*** DATA TO USE

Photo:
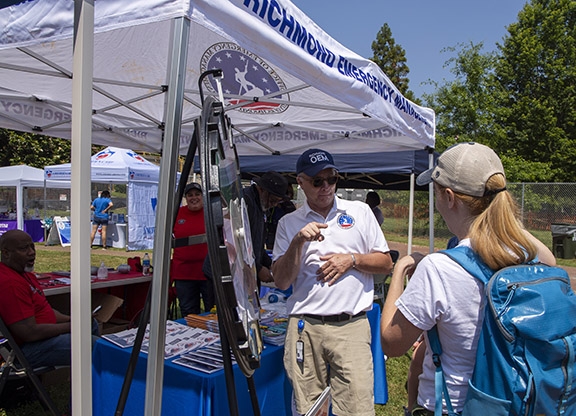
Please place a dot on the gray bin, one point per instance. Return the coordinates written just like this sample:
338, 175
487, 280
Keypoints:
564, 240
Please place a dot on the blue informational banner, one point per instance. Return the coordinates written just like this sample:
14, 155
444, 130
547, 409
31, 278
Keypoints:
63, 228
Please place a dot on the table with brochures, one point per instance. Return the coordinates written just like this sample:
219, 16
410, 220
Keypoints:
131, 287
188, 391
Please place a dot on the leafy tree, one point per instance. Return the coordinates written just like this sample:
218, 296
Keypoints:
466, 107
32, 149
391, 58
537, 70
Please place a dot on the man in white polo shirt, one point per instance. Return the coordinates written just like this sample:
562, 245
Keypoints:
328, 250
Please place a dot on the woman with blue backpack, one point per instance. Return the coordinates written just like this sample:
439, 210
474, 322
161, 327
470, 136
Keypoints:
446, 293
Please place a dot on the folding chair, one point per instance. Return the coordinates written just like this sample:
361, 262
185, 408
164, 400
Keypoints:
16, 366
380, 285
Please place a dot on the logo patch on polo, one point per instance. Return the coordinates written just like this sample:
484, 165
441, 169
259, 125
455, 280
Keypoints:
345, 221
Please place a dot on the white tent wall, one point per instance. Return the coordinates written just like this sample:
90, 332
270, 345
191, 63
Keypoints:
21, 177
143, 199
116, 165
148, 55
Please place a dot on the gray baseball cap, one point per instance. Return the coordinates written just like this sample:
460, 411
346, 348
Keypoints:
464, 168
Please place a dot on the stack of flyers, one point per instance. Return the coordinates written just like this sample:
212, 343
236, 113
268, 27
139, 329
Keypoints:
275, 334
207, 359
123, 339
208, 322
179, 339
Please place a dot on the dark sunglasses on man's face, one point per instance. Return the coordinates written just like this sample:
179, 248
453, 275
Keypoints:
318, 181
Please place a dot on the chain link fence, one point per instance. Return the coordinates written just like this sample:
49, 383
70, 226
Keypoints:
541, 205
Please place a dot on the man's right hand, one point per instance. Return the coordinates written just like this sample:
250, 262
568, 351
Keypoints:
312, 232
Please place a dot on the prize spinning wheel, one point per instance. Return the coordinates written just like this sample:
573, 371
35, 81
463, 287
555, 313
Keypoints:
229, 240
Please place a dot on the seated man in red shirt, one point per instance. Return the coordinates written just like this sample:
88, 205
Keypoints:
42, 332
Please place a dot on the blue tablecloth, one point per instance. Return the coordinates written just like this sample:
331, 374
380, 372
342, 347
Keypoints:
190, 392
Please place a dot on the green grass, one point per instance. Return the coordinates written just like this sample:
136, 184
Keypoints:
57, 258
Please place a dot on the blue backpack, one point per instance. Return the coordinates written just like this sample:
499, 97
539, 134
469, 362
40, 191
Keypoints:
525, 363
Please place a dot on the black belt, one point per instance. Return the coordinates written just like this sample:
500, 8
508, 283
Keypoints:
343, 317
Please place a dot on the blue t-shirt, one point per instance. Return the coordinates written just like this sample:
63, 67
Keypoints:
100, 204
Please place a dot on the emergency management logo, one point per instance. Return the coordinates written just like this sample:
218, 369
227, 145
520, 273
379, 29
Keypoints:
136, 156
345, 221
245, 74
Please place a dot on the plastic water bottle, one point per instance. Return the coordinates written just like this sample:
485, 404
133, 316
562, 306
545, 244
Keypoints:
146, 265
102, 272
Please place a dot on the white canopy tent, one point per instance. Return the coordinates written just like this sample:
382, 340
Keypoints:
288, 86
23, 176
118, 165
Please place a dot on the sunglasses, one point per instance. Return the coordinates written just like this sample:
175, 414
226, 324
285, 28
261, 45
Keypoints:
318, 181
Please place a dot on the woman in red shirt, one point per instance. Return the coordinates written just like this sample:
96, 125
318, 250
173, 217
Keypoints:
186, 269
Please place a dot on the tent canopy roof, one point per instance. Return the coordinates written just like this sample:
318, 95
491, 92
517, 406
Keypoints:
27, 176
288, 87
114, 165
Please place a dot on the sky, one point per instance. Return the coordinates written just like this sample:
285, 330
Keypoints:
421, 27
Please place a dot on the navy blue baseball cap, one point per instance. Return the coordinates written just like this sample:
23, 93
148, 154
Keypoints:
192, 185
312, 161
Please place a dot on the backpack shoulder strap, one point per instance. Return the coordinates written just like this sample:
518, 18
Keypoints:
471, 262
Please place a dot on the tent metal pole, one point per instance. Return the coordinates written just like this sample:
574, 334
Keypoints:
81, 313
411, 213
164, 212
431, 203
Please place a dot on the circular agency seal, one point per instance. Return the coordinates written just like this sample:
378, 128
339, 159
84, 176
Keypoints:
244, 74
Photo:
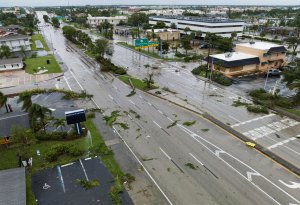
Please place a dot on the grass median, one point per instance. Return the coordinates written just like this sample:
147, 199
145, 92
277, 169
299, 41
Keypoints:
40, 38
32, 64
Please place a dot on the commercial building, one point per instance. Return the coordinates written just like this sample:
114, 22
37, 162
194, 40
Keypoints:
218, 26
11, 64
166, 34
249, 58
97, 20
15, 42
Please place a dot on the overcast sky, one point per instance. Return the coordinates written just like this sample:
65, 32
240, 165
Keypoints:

******

EXERCISE =>
Find the line containing "Please place a dot on the circular" in the listing above. Please restate word for word that line through the last one, leaving out the pictures.

ANSWER FOR THE TASK =>
Please place a dot on the circular agency seal, one point per instance. Return the coordinates written just like this sample:
378, 128
339, 159
84, 176
Keypoints:
244, 74
Photo:
Please place a dot on the grass median, one point per instance. Return the coordinates written just like this sample:
147, 199
145, 92
277, 169
299, 41
Keypoints:
40, 38
32, 64
Please place a dot on the commercial building, one point per instance. Return the coordinates written just like this sample:
114, 22
37, 162
194, 40
Keypoints:
218, 26
11, 64
166, 34
249, 58
97, 20
15, 42
Please place a dot on the overcast sky, one point per instance. Return the coordinates written just like this sample:
65, 32
240, 165
Keypoints:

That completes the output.